▶ _OBJECTIVE_:
Copy exactly the lines from the "If you could mark the cliff" line to the end, both included, and nothing else.

▶ _THE DATA_:
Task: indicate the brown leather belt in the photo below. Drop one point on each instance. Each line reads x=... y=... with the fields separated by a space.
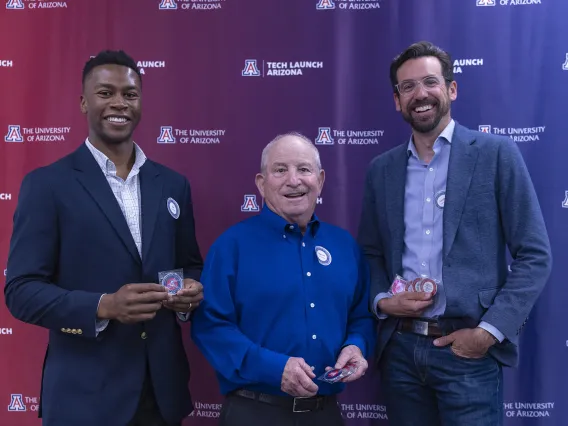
x=296 y=405
x=424 y=328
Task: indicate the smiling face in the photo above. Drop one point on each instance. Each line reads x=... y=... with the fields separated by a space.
x=292 y=180
x=112 y=102
x=423 y=96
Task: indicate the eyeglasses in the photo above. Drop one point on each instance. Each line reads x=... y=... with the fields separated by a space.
x=409 y=86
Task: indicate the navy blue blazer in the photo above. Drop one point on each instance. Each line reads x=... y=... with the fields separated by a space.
x=490 y=206
x=70 y=244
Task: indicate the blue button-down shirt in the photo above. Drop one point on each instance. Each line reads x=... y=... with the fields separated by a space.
x=271 y=293
x=423 y=221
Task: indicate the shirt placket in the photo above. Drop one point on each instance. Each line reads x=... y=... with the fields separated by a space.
x=308 y=271
x=428 y=217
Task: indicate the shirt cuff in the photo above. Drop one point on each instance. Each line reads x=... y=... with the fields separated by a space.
x=100 y=325
x=357 y=341
x=379 y=297
x=183 y=316
x=492 y=330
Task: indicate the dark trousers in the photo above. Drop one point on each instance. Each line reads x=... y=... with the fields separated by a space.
x=430 y=386
x=148 y=412
x=239 y=411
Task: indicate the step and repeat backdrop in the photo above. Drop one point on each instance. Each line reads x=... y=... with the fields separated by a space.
x=221 y=78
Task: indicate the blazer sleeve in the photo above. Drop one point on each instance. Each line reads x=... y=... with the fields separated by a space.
x=188 y=254
x=370 y=241
x=187 y=250
x=31 y=294
x=526 y=236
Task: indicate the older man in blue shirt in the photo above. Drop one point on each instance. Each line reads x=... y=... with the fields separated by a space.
x=447 y=205
x=286 y=299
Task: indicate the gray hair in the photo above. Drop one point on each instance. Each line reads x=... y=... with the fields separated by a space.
x=305 y=139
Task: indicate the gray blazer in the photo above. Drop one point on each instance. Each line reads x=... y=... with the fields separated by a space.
x=490 y=205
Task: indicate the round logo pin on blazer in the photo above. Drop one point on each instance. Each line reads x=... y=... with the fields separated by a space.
x=173 y=208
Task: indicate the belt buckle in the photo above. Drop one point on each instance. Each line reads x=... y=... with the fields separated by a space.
x=420 y=327
x=294 y=406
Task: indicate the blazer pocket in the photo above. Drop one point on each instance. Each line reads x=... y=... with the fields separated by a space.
x=487 y=296
x=481 y=189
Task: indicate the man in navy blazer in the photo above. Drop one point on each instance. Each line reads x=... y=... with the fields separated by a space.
x=91 y=234
x=440 y=211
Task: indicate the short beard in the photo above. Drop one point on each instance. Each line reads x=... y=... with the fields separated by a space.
x=426 y=126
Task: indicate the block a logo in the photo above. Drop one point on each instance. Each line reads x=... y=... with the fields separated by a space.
x=249 y=204
x=17 y=403
x=325 y=5
x=15 y=4
x=324 y=136
x=168 y=5
x=166 y=135
x=14 y=134
x=250 y=69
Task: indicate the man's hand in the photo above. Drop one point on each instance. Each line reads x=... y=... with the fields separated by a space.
x=297 y=378
x=351 y=355
x=468 y=342
x=406 y=304
x=188 y=298
x=132 y=303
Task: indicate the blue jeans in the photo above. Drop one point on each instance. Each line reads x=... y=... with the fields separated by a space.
x=425 y=385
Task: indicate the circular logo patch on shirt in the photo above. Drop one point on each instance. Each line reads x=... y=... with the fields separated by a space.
x=173 y=283
x=440 y=199
x=173 y=208
x=324 y=257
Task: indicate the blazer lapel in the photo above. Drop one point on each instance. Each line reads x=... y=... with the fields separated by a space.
x=394 y=180
x=93 y=180
x=463 y=156
x=151 y=190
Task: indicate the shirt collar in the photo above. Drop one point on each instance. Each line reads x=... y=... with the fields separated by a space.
x=108 y=167
x=281 y=225
x=446 y=134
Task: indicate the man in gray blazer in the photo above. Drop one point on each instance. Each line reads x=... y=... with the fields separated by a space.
x=446 y=205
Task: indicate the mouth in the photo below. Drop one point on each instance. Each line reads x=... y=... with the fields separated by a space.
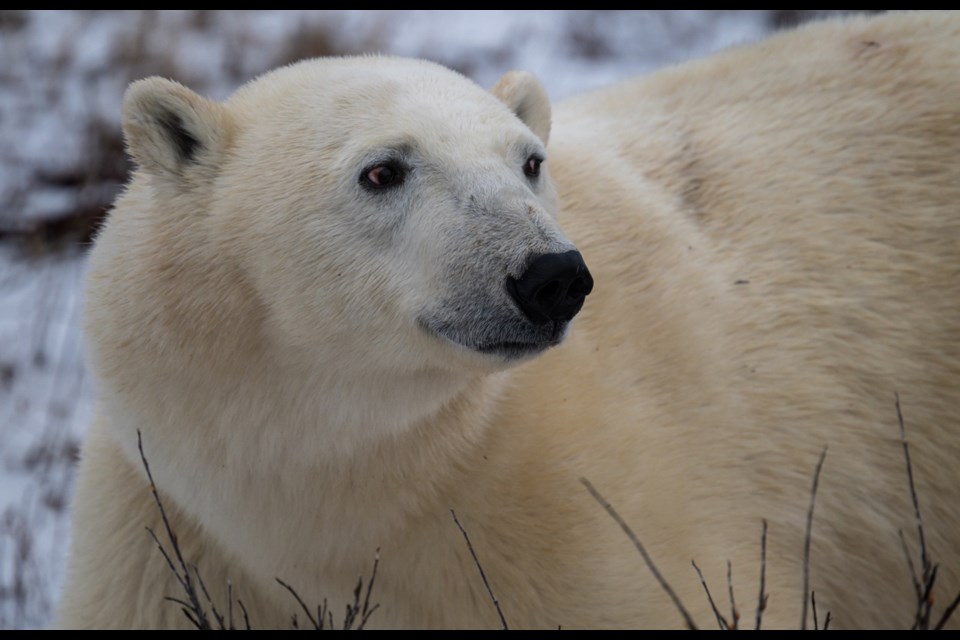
x=511 y=342
x=514 y=350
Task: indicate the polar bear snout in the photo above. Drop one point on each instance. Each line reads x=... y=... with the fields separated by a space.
x=552 y=288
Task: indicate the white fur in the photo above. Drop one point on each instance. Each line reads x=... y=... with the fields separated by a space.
x=773 y=238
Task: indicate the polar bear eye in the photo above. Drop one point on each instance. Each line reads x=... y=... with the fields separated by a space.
x=383 y=176
x=532 y=167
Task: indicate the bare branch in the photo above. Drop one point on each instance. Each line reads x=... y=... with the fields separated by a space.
x=813 y=605
x=925 y=560
x=303 y=605
x=762 y=599
x=734 y=614
x=183 y=575
x=483 y=576
x=928 y=572
x=807 y=538
x=643 y=552
x=913 y=572
x=724 y=625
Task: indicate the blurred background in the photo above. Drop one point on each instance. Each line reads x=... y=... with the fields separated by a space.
x=62 y=76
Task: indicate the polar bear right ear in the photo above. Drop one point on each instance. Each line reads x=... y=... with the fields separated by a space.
x=173 y=133
x=526 y=97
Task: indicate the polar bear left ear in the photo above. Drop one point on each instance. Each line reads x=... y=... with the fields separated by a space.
x=173 y=133
x=527 y=98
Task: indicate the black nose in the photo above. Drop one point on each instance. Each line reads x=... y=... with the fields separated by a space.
x=552 y=288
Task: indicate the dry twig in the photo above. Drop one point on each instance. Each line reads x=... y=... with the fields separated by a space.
x=807 y=538
x=483 y=575
x=734 y=614
x=643 y=552
x=762 y=599
x=724 y=625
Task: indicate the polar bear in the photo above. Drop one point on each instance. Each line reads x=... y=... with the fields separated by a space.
x=348 y=300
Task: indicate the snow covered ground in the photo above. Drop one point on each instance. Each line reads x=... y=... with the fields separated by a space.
x=62 y=78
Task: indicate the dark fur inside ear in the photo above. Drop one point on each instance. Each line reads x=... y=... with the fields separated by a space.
x=174 y=134
x=527 y=98
x=183 y=141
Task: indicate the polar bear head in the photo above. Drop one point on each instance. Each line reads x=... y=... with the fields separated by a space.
x=387 y=213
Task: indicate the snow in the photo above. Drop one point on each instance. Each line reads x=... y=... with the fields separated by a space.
x=62 y=80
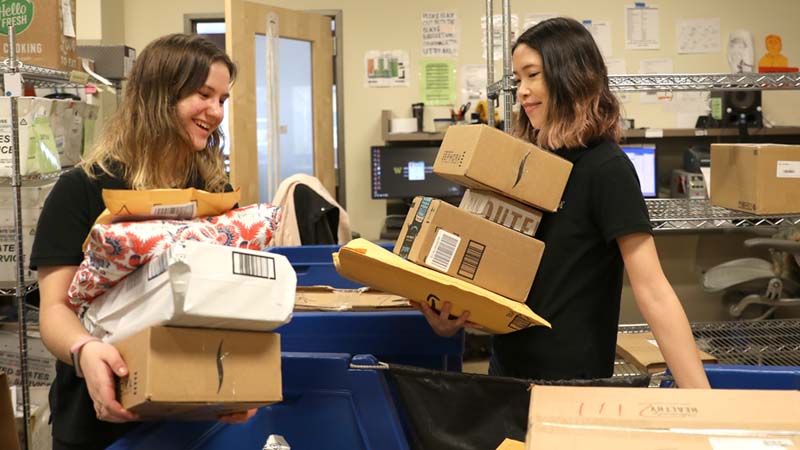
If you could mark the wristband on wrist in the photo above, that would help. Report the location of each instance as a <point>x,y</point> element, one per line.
<point>75,352</point>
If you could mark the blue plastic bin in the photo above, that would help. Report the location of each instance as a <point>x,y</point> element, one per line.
<point>400,337</point>
<point>726,376</point>
<point>314,265</point>
<point>327,405</point>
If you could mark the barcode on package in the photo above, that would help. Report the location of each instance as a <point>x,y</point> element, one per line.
<point>158,265</point>
<point>471,260</point>
<point>519,322</point>
<point>443,250</point>
<point>184,211</point>
<point>259,266</point>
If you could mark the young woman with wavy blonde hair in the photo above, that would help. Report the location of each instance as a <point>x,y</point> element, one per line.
<point>165,135</point>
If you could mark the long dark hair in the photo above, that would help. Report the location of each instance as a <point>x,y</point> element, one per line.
<point>144,137</point>
<point>580,106</point>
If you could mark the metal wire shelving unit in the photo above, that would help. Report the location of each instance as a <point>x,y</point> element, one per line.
<point>774,342</point>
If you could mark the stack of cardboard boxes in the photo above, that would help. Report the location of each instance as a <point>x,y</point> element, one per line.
<point>481,257</point>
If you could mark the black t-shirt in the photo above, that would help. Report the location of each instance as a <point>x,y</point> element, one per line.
<point>66,219</point>
<point>579,281</point>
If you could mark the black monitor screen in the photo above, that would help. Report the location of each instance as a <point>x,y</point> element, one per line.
<point>402,172</point>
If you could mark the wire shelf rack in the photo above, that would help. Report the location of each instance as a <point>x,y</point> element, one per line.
<point>699,214</point>
<point>774,342</point>
<point>704,82</point>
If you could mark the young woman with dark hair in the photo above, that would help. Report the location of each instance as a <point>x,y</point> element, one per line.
<point>601,228</point>
<point>165,135</point>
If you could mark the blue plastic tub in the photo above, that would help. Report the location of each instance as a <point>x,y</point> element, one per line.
<point>725,376</point>
<point>400,337</point>
<point>327,405</point>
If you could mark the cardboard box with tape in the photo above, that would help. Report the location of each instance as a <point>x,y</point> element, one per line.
<point>502,210</point>
<point>367,263</point>
<point>45,32</point>
<point>756,178</point>
<point>605,418</point>
<point>481,157</point>
<point>466,246</point>
<point>199,374</point>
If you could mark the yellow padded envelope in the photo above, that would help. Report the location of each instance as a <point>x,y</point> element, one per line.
<point>369,264</point>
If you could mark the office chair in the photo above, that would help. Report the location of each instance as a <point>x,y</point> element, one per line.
<point>755,281</point>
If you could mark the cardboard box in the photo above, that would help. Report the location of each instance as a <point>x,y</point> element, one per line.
<point>466,246</point>
<point>641,350</point>
<point>565,418</point>
<point>198,284</point>
<point>45,32</point>
<point>481,157</point>
<point>510,444</point>
<point>373,266</point>
<point>502,210</point>
<point>198,373</point>
<point>8,431</point>
<point>110,61</point>
<point>756,178</point>
<point>326,298</point>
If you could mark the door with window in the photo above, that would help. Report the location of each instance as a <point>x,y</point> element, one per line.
<point>281,113</point>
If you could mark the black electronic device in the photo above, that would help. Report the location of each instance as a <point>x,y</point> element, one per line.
<point>406,172</point>
<point>738,108</point>
<point>695,157</point>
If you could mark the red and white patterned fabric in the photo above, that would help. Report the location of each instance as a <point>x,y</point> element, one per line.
<point>116,250</point>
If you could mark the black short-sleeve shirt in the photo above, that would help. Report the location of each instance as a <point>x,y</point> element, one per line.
<point>68,214</point>
<point>579,281</point>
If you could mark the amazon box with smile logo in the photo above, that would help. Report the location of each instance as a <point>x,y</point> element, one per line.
<point>199,373</point>
<point>481,157</point>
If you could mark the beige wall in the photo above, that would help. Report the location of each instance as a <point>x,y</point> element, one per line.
<point>382,25</point>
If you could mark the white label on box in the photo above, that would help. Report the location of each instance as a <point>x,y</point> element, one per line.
<point>443,250</point>
<point>750,444</point>
<point>788,169</point>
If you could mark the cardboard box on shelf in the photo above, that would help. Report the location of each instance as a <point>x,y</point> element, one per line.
<point>641,350</point>
<point>199,374</point>
<point>756,178</point>
<point>45,32</point>
<point>603,418</point>
<point>481,157</point>
<point>502,210</point>
<point>110,61</point>
<point>8,431</point>
<point>197,284</point>
<point>367,263</point>
<point>466,246</point>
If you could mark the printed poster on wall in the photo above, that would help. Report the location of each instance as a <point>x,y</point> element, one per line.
<point>440,34</point>
<point>497,36</point>
<point>438,83</point>
<point>641,27</point>
<point>386,68</point>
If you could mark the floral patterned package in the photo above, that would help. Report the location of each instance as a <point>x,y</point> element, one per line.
<point>116,250</point>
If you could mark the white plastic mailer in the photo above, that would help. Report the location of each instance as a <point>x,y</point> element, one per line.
<point>197,284</point>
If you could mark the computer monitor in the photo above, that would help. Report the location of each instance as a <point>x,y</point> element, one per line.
<point>407,171</point>
<point>643,158</point>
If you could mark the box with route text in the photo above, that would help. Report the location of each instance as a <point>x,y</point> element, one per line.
<point>614,418</point>
<point>199,373</point>
<point>481,157</point>
<point>45,32</point>
<point>756,178</point>
<point>502,210</point>
<point>466,246</point>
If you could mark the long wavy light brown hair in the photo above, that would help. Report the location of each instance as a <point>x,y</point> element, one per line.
<point>580,107</point>
<point>144,138</point>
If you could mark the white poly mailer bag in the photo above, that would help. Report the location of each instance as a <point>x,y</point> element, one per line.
<point>197,284</point>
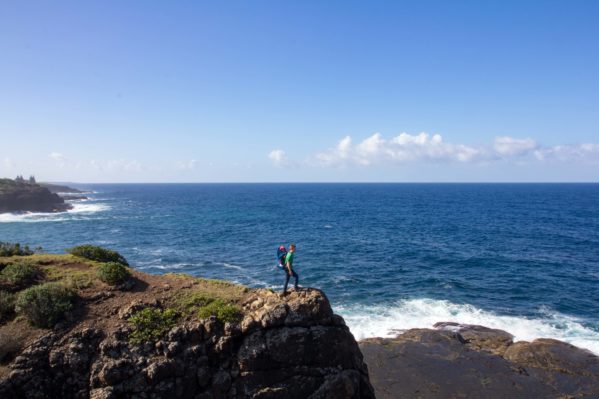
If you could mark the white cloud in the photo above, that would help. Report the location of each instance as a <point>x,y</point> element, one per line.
<point>8,163</point>
<point>59,158</point>
<point>422,147</point>
<point>187,165</point>
<point>400,149</point>
<point>118,165</point>
<point>278,157</point>
<point>509,146</point>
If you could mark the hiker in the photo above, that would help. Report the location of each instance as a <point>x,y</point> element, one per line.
<point>288,267</point>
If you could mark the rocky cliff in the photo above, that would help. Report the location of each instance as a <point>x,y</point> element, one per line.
<point>21,197</point>
<point>278,347</point>
<point>465,361</point>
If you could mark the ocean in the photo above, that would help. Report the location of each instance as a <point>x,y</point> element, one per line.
<point>519,257</point>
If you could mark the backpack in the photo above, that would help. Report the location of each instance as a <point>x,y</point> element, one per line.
<point>281,254</point>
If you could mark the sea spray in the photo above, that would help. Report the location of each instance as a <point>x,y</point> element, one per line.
<point>389,320</point>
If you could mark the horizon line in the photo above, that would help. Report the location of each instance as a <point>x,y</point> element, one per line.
<point>335,182</point>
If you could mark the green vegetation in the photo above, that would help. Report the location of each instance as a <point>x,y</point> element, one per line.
<point>72,278</point>
<point>20,273</point>
<point>7,305</point>
<point>224,311</point>
<point>112,273</point>
<point>99,254</point>
<point>14,249</point>
<point>150,324</point>
<point>44,305</point>
<point>204,305</point>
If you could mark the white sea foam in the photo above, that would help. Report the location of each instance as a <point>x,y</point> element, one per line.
<point>385,321</point>
<point>230,266</point>
<point>79,209</point>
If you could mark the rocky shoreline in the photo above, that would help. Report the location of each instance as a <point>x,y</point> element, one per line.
<point>467,361</point>
<point>281,347</point>
<point>23,196</point>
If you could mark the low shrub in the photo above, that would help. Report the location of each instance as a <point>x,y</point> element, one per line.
<point>7,305</point>
<point>113,273</point>
<point>224,311</point>
<point>44,305</point>
<point>20,273</point>
<point>150,324</point>
<point>99,254</point>
<point>14,249</point>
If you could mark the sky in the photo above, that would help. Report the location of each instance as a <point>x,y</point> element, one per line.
<point>300,91</point>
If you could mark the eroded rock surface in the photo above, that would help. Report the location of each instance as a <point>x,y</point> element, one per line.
<point>290,347</point>
<point>464,361</point>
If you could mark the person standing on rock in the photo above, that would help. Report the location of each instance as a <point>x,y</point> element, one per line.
<point>289,268</point>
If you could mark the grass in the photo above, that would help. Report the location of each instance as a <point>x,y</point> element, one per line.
<point>7,305</point>
<point>20,274</point>
<point>45,304</point>
<point>225,312</point>
<point>213,302</point>
<point>14,249</point>
<point>98,254</point>
<point>73,272</point>
<point>150,324</point>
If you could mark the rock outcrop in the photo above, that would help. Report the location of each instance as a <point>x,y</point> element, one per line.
<point>284,347</point>
<point>27,197</point>
<point>464,361</point>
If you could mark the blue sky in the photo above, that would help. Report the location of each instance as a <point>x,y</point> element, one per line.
<point>300,91</point>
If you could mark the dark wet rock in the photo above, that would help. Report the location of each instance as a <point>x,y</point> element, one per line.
<point>29,197</point>
<point>295,348</point>
<point>476,362</point>
<point>479,337</point>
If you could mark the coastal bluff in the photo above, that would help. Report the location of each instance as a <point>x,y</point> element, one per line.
<point>470,361</point>
<point>276,346</point>
<point>20,196</point>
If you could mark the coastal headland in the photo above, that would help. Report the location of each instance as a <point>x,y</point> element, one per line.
<point>85,324</point>
<point>146,336</point>
<point>29,196</point>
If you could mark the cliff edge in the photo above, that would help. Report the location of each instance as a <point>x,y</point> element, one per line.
<point>163,336</point>
<point>20,196</point>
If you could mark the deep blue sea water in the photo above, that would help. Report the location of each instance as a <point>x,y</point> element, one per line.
<point>521,257</point>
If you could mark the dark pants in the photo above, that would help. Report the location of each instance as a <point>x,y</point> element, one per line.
<point>287,276</point>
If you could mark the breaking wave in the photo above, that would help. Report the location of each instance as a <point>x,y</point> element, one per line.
<point>388,321</point>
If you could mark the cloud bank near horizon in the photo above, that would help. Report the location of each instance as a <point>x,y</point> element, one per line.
<point>406,148</point>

▶ _REPLY_:
If you could mark the cliff edge in the photo above, that would help. Report the location of each instance as a <point>x,y</point> element, one per line.
<point>163,336</point>
<point>20,196</point>
If you could mark the deep blue sea water in the photo above, that would help. Report the location of each instance as a <point>x,y</point> element, one per line.
<point>521,257</point>
If you could mark the dark pants in the photo above, that would help. Report the location of each instance as a <point>x,y</point> element, one per line.
<point>287,276</point>
If you could mark the breaking wave in the photo above, that would help. Report the location of each instance as a <point>x,y</point> element, one per line.
<point>388,321</point>
If you could mark the cloud bank near horizon in the photo above, that would help. Report the location of each instance as a <point>x,y</point> element, one per line.
<point>406,148</point>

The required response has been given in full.